WHAT IS REQUIRED:
Copy every line again, requests included, beginning at the line that has "Could you point out the dirt" and stopping after the last of the rows below. In the answers, multiply each point coordinate by 0.5 and round to a whole number, with halves rounding up. Leave the numbers in the requests and their format samples unchanged.

DATASET EXCERPTS:
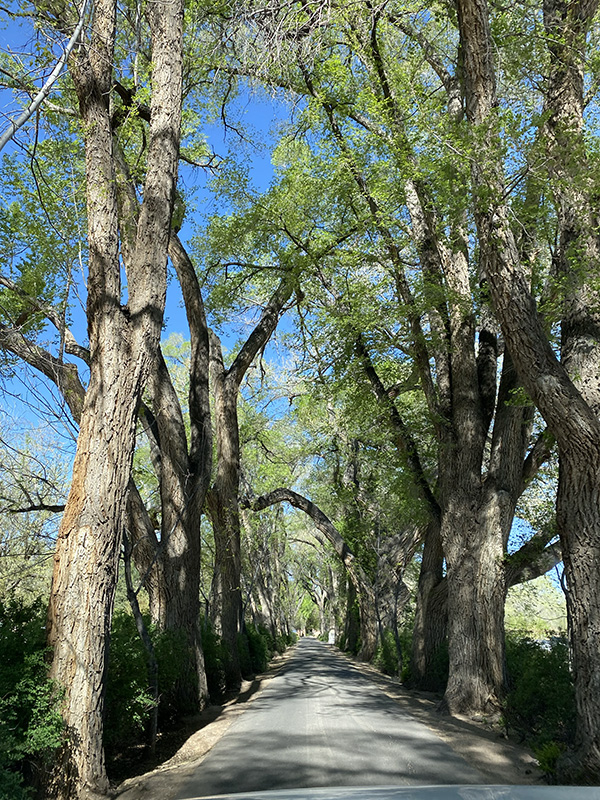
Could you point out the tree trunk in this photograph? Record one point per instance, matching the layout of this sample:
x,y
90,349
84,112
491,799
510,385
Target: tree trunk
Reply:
x,y
122,345
222,500
567,411
351,625
476,595
430,628
224,514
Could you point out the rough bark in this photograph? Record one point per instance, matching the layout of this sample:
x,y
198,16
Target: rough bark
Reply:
x,y
430,627
122,347
571,413
222,499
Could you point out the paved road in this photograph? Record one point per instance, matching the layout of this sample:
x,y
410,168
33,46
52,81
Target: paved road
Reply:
x,y
319,722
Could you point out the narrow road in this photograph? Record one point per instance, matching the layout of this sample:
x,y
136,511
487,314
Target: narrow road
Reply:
x,y
319,722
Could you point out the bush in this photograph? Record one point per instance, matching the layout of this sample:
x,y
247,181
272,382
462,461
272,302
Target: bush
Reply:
x,y
258,645
129,702
31,727
540,703
386,655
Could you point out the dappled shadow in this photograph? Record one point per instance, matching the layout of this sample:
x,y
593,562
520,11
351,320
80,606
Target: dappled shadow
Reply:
x,y
321,723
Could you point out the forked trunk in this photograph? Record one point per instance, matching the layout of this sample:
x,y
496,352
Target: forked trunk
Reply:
x,y
123,345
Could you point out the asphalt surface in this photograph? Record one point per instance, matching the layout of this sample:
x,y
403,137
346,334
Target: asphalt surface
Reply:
x,y
319,722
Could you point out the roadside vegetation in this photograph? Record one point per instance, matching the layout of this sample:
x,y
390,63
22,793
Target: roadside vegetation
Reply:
x,y
299,314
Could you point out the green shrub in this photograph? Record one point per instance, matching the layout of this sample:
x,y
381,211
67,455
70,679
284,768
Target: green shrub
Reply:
x,y
216,657
540,702
547,757
129,702
386,655
258,646
31,727
244,655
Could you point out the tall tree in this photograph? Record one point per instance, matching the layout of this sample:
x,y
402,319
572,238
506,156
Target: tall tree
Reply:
x,y
568,402
123,344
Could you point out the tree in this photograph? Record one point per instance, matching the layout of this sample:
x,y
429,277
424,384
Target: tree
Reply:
x,y
123,344
568,402
398,188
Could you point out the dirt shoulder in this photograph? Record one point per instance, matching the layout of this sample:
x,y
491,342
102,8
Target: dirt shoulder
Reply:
x,y
500,760
479,742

TASK RESULT:
Could you point out the dirt shoulder in this photograph? Record one point per instance, matching the layout of this sample:
x,y
491,342
102,8
Target: dirt shoulder
Reply:
x,y
250,380
240,371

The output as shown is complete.